The problem: Copy out the entries in full and with complete accuracy; pictures are excluded.

Begin Data excerpts

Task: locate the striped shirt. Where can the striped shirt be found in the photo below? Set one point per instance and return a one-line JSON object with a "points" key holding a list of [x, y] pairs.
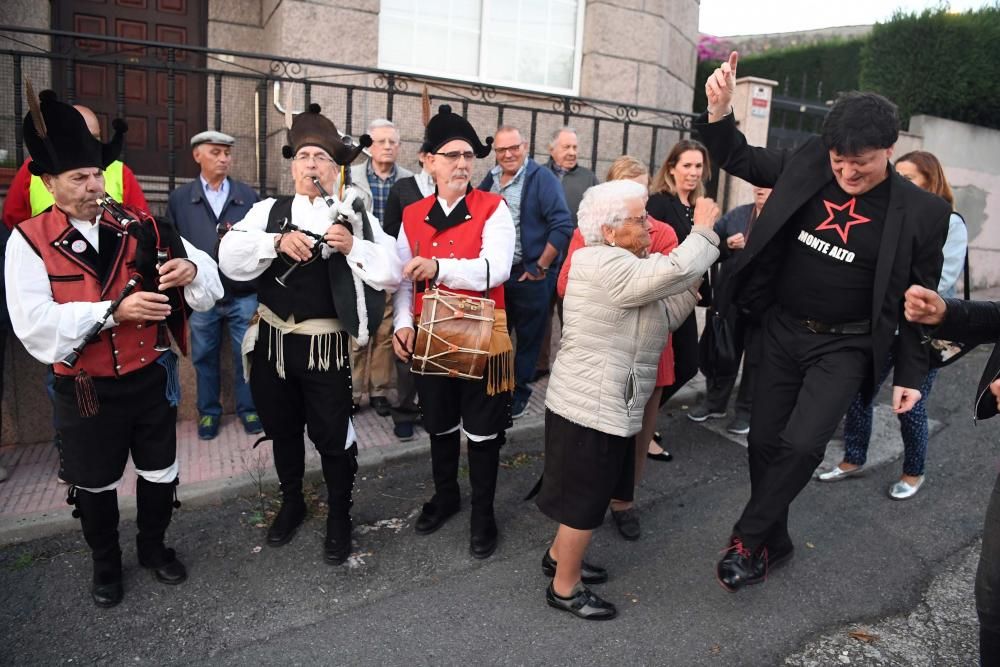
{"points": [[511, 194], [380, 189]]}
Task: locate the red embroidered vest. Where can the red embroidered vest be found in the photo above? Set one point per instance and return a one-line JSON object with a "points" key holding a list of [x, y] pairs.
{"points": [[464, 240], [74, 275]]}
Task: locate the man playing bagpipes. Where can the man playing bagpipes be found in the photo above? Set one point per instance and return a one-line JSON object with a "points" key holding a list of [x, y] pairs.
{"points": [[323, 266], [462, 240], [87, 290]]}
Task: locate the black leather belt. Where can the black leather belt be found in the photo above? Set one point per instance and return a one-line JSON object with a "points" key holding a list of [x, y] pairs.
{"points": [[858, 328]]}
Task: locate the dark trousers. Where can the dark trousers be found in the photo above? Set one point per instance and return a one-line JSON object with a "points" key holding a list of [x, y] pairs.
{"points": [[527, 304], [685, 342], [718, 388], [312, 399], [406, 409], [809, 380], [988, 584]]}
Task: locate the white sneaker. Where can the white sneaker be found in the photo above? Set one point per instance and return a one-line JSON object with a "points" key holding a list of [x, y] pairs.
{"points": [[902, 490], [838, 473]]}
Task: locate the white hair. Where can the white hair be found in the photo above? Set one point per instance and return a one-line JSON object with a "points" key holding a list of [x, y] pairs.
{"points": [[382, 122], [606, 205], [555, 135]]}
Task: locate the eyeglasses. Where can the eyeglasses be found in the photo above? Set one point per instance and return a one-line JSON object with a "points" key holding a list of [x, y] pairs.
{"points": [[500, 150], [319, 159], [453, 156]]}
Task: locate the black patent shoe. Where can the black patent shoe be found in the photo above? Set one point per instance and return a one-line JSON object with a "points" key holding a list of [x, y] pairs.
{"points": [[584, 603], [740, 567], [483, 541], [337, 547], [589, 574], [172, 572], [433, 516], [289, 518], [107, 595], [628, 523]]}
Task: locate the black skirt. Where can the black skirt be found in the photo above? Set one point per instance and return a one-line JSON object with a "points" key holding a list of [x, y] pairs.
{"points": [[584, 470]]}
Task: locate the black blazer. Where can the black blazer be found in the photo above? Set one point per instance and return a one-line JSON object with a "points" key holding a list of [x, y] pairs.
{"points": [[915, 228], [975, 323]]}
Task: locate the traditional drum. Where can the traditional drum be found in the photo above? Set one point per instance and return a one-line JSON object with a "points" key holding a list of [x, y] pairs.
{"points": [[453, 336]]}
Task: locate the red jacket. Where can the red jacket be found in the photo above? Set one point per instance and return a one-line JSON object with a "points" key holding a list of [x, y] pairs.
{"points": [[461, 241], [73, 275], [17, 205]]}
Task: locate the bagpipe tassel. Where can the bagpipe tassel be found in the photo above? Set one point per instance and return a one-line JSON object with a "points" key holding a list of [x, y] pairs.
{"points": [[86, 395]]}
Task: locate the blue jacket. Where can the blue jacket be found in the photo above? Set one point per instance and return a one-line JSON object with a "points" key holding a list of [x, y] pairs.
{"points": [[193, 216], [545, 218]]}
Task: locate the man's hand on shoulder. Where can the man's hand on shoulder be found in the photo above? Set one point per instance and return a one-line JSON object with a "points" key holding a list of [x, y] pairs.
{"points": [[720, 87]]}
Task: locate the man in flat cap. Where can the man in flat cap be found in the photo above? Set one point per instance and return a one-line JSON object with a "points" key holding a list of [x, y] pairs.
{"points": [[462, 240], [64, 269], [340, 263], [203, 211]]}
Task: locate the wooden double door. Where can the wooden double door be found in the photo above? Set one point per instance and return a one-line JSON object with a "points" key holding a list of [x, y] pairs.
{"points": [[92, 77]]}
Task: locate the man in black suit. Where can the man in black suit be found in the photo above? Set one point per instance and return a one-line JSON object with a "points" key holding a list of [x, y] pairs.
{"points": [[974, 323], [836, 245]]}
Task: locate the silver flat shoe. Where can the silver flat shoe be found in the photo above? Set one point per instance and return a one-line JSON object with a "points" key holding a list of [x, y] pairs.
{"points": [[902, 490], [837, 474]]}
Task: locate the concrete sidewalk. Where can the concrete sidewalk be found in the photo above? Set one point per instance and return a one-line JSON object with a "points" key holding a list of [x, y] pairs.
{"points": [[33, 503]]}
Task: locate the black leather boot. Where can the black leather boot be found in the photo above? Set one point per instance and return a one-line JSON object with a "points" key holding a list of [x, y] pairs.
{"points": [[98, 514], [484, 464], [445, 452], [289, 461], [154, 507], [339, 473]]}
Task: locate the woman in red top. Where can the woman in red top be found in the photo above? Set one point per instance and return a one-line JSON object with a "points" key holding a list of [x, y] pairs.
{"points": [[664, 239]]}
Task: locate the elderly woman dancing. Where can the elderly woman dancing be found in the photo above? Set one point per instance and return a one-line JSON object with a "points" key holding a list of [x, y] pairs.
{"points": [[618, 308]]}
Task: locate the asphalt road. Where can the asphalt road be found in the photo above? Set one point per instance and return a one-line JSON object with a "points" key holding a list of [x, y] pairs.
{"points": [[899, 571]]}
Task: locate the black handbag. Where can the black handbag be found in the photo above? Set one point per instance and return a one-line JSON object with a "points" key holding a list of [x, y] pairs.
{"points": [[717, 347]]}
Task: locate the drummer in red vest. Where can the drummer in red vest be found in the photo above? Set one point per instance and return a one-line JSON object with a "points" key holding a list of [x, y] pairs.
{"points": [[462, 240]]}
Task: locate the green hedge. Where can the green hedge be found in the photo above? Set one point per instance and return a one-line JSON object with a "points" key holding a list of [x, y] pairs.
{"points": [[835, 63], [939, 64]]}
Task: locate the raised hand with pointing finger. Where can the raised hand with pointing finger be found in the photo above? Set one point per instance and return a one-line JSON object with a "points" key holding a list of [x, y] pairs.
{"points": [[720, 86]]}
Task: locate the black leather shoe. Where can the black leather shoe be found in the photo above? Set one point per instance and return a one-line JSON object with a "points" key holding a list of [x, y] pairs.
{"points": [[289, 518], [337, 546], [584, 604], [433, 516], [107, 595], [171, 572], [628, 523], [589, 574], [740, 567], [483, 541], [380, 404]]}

End Data excerpts

The result:
Task: locate the striped shirt. Where can the striped shirt be found in the photo below? Set one point per instance and return a one-line JSON object with a "points" key holding a list of [x, y] pairs.
{"points": [[511, 194], [380, 189]]}
Task: locate the red embroidered vest. Where can the red embroidered vest be found in the photo above? Set one point per instance and return a one-line JSON object with a "points" key holding a list of [x, y] pairs.
{"points": [[464, 240], [74, 275]]}
Task: locate the man playing bagpipes. Where can the man playing bagpipes be found in the photo above? Set one point per instance and return a one-line JSON object with a "points" key holding a list of [x, y] pairs.
{"points": [[323, 266], [462, 240], [87, 290]]}
Task: locate the black leather belt. Where can the black leather belt be found in the photo above? Set one point per instance and return a one-line JSON object with a "points" key holding a list of [x, y] pairs.
{"points": [[858, 328]]}
Task: locate the dark trousers. Where can the dark trousers be found in the photo above? Set one point per instance and return a one-line JSON object with a "points" key holding a list of [x, y] pairs.
{"points": [[527, 304], [685, 342], [718, 388], [312, 399], [406, 409], [809, 380], [988, 584]]}
Task: locate the white sneaker. Where can the white sneaker be found in the photo above? Set one point per instance and return a one-line JSON object with a "points" key holding a list of [x, y] pairs.
{"points": [[902, 490], [838, 473]]}
Task: locate the white hair. Where can the white hair be found in the photo above? Set one point per instance and return a one-line JSON object with a "points" key holding a list of [x, y] pairs.
{"points": [[382, 122], [606, 205], [555, 135]]}
Task: locate the eyeglasses. Where can the eyeglasses be found in the photo above? Set one point per instance and return a one-line JSON object with a "points" key holding a list of [x, y] pairs.
{"points": [[500, 150], [319, 159], [453, 156]]}
Task: locate the black patent shoe. Where can the black patent shoe be found in the photo above? Set one point per instance and return a one-line JSON object with a "points" key holding a list of [x, y] pairs.
{"points": [[584, 603], [740, 567], [483, 541], [337, 547], [589, 574], [172, 572], [433, 516], [289, 518], [107, 595], [628, 523]]}
Task: locate the black skirt. Where can the black skirt be found in the photo above? Set one point per instance and return a one-line JSON object with a "points" key holding a list of [x, y] pairs.
{"points": [[584, 470]]}
Task: locate the black blazer. Where can the black blazer be found in the photo above? Set one point per instance and return a one-line JSON object with a "points" key holding a list of [x, y] pairs.
{"points": [[915, 228], [975, 323]]}
Task: locate the traditional drum. Where can the traditional drum be found in the photo above? Set one point per instance and return a one-line JSON object with a "points" key holding a list of [x, y] pairs.
{"points": [[453, 336]]}
Task: locate the red jacket. Where can the red jacket be found in the photo above? Set one point per instance and return a one-line JSON object with a "points" key holding a list of [x, y] pairs.
{"points": [[461, 241], [73, 275], [17, 205]]}
Task: locate the bagpipe tassel. Where can the bagpipe tassel be found in the photo above? Set one point per instance and return a one-line JSON object with a "points" key holding a list of [x, y] pairs.
{"points": [[86, 395]]}
Task: locate the blue jacket. Where can the blue jacket be found in the photo above? Set one point per instance and return a one-line JSON object with a "points" key holding a list of [x, y] pairs.
{"points": [[193, 216], [545, 218]]}
Task: locate the man's hand on shoulder. Where can the man's hand on shoulder be found in the photo above? Set one point per instance and return a one-line JSON object with a "points" key holding a list of [x, y] pairs.
{"points": [[720, 87]]}
Task: locate the man in flat cap. Where can the man in flat cap be found in the photo above? Set one point per instance and return a one-line JSON object with a "points" key holding a list of [x, y] pairs.
{"points": [[462, 240], [64, 269], [340, 263], [203, 211]]}
Task: locate the wooden double door. Where can the wooden double door be found in the photo above? Set one point per instance and return a one-line JSON object with a "points" key holding a list of [x, y] pairs.
{"points": [[92, 77]]}
Task: locate the man in black suit. Where can the man in black suit be found in the photo above? Set one point per instance and return a one-line JSON object with a "points" key holding a list of [x, y] pairs.
{"points": [[974, 323], [836, 245]]}
Task: locate the silver flat shoe. Where can the silver flat shoe be found in the photo above? Set one point per instance and return a one-line JSON object with a "points" key holding a list of [x, y] pairs.
{"points": [[902, 490], [837, 474]]}
Task: locate the concrete sidewalk. Where can the concrete sidewalk be found in the photo above? Set one point per instance and return a one-line JSON object with a "points" key holding a list of [x, y] pairs.
{"points": [[33, 503]]}
Task: locate the black leather boot. Where can the black leather boot be found in the photo above? Set one point per instance and return a one-line JSON object with a "points" key holding a list of [x, y] pairs.
{"points": [[98, 514], [484, 464], [445, 452], [289, 461], [154, 507], [339, 473]]}
Task: locate the woman in red top. Where can the woman in red top be found in the photo above? Set one point per instance and return a one-line JSON object with a "points" key holding a list of [x, y] pairs.
{"points": [[664, 239]]}
Task: locate the elderly woman dancing. Where can the elderly woman dancing be found in the photo above? Set one point per instance and return a one-line JSON object with a "points" key holding a list of [x, y] pairs.
{"points": [[618, 308]]}
Task: locate the asphalt road. Where can the asphalt road be found in the photo above? Set one point per instance and return a one-line JSON object with a "points" key holding a list of [x, y] pairs.
{"points": [[899, 571]]}
Task: locate the black handbag. Where can the black handbag be found in the photo above? Set one point per instance and return a one-line JSON object with a "points" key holding a list of [x, y] pairs.
{"points": [[717, 347]]}
Task: locate the drummer in red vest. Where can the drummer in red vest be found in the photo above? Set one point per instance and return a one-line JSON object with a "points" key holding a list of [x, y] pairs.
{"points": [[462, 240]]}
Task: locate the green hedge. Where can the green hedge be found in the photo above? Set one point per instance and return a one-line JSON object with a "points" key holding a list of [x, y] pairs.
{"points": [[835, 63], [939, 64]]}
Task: locate the raised hand with pointing finger. Where can the raised hand with pointing finger be found in the photo above? Set one point per instance and return a one-line JSON object with a "points" key holding a list of [x, y] pairs.
{"points": [[720, 86]]}
Task: locate the black leather shoe. Where can the black leather shoe be found in the photo above? Set one point per instance and return a one-line JSON object with a "points" key holding a list of [x, y] pairs.
{"points": [[289, 518], [337, 546], [584, 604], [433, 516], [107, 595], [171, 572], [628, 523], [589, 574], [740, 567], [483, 541], [380, 404]]}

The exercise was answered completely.